• _Given exercise_
Copy the part that opens with the line containing "Query: curved grass blade" and runs through the end of the records, switching "curved" to "bent" and keeping everything else unchanged.

• _Excerpted records_
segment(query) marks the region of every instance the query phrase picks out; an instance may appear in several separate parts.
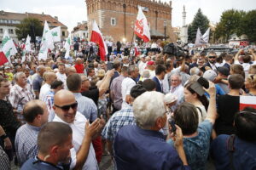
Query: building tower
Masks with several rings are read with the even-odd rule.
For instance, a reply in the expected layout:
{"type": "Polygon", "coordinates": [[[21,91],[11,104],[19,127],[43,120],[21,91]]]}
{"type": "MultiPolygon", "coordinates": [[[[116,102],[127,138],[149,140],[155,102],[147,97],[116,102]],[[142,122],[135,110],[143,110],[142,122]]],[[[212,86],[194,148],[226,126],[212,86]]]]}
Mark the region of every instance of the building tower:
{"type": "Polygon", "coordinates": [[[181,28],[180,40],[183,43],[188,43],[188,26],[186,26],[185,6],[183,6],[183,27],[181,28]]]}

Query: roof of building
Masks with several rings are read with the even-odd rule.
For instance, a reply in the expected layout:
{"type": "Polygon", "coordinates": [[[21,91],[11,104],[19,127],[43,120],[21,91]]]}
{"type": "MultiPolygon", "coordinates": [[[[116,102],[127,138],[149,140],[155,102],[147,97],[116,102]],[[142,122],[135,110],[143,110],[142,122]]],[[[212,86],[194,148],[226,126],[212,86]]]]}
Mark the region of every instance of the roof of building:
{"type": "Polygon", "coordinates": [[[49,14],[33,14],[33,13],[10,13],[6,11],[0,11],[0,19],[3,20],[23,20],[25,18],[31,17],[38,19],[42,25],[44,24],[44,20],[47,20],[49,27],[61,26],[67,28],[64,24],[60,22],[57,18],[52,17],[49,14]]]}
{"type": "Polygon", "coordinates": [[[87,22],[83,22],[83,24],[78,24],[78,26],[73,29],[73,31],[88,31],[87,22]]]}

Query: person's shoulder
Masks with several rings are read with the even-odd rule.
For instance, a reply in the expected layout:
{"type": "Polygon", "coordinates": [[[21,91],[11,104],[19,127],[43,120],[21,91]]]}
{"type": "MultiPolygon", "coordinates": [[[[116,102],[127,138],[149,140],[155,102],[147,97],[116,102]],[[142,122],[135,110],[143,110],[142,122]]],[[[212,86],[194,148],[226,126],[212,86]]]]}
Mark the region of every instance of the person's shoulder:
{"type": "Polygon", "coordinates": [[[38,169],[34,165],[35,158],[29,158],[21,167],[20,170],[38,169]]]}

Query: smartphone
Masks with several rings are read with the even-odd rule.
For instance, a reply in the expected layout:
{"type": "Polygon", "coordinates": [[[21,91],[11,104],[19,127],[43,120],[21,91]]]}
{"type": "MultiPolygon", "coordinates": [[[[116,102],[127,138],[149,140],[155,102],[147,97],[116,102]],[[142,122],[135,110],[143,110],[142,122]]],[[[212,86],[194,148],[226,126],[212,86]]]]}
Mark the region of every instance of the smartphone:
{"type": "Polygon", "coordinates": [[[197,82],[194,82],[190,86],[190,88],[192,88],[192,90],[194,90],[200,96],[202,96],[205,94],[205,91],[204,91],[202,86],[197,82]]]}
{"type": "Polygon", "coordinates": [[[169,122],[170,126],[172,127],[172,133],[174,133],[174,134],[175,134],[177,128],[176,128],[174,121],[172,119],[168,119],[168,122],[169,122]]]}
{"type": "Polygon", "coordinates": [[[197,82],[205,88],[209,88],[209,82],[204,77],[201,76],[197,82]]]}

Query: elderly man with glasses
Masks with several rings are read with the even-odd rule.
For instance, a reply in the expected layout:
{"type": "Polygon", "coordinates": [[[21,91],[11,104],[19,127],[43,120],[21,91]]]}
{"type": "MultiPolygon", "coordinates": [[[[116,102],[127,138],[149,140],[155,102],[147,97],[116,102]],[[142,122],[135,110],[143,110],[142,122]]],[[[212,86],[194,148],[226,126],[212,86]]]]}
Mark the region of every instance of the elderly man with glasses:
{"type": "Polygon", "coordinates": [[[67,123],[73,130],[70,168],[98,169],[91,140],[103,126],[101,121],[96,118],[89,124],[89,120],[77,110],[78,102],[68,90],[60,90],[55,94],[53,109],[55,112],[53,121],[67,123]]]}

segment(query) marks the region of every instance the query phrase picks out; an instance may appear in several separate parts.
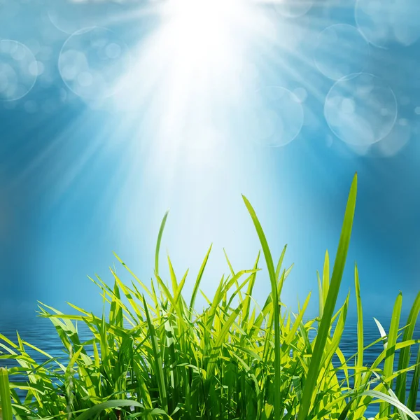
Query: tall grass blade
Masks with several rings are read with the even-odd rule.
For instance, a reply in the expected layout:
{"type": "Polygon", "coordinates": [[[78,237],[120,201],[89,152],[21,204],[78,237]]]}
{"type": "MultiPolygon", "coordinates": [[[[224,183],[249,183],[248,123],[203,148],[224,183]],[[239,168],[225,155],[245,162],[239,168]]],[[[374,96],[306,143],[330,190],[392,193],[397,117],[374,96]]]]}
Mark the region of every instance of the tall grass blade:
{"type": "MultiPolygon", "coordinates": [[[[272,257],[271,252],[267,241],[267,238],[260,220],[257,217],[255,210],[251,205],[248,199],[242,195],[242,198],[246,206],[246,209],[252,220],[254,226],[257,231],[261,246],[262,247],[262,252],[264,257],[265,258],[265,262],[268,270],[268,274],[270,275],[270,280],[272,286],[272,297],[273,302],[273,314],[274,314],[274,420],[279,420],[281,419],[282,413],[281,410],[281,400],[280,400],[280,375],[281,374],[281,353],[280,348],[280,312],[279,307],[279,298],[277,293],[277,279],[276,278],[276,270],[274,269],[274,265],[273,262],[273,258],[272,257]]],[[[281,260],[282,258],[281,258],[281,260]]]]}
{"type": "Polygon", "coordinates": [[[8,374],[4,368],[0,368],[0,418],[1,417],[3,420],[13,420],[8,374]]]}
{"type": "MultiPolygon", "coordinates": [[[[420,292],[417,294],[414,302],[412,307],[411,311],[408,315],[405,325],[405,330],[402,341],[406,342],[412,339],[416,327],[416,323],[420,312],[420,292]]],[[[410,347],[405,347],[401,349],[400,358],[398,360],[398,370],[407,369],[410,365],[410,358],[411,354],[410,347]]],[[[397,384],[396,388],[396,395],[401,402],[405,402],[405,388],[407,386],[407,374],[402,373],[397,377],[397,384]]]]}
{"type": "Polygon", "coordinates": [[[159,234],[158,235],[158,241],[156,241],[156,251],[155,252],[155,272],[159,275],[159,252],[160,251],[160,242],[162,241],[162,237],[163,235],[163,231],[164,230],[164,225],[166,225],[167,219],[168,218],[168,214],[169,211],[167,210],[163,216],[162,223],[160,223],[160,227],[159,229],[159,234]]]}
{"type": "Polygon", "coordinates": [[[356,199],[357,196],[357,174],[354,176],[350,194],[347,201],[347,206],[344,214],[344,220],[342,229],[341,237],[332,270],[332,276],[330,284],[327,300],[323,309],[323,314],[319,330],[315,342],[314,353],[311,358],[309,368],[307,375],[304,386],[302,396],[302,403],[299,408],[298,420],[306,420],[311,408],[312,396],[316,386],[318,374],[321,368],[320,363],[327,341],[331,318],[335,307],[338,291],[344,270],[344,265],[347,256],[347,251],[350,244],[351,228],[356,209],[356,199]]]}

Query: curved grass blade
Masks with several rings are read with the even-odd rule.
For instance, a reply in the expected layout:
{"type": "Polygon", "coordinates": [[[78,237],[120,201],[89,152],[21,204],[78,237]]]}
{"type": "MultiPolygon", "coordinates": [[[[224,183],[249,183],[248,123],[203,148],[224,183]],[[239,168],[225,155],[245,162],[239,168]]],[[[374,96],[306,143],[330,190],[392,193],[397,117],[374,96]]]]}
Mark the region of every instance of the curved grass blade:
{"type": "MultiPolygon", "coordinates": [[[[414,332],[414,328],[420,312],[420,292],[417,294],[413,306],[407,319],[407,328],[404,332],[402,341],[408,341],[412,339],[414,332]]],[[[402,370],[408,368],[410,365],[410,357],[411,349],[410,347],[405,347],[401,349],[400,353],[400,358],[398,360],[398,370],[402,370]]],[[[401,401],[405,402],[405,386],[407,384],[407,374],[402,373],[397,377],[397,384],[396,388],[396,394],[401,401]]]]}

• _Written response_
Query: bent grass blade
Masks with several rings are read with the even-odd rule.
For instance, a reply in the expected layout:
{"type": "Polygon", "coordinates": [[[78,237],[120,201],[89,152],[21,204],[78,237]]]}
{"type": "MultiPolygon", "coordinates": [[[[224,183],[249,183],[248,123],[203,148],[224,183]],[[239,168],[225,155],[245,162],[239,168]]],[[[374,96],[306,143],[330,190],[392,193],[397,117],[374,96]]]]}
Mark the region of every instance of the bent grass blade:
{"type": "MultiPolygon", "coordinates": [[[[414,332],[414,328],[420,312],[420,292],[417,294],[413,306],[407,319],[407,328],[404,332],[402,341],[408,341],[412,339],[414,332]]],[[[402,370],[408,368],[410,365],[410,357],[411,349],[410,347],[405,347],[401,349],[400,353],[400,358],[398,360],[398,370],[402,370]]],[[[401,401],[405,402],[405,386],[407,384],[407,374],[402,373],[397,377],[397,384],[396,388],[396,394],[401,401]]]]}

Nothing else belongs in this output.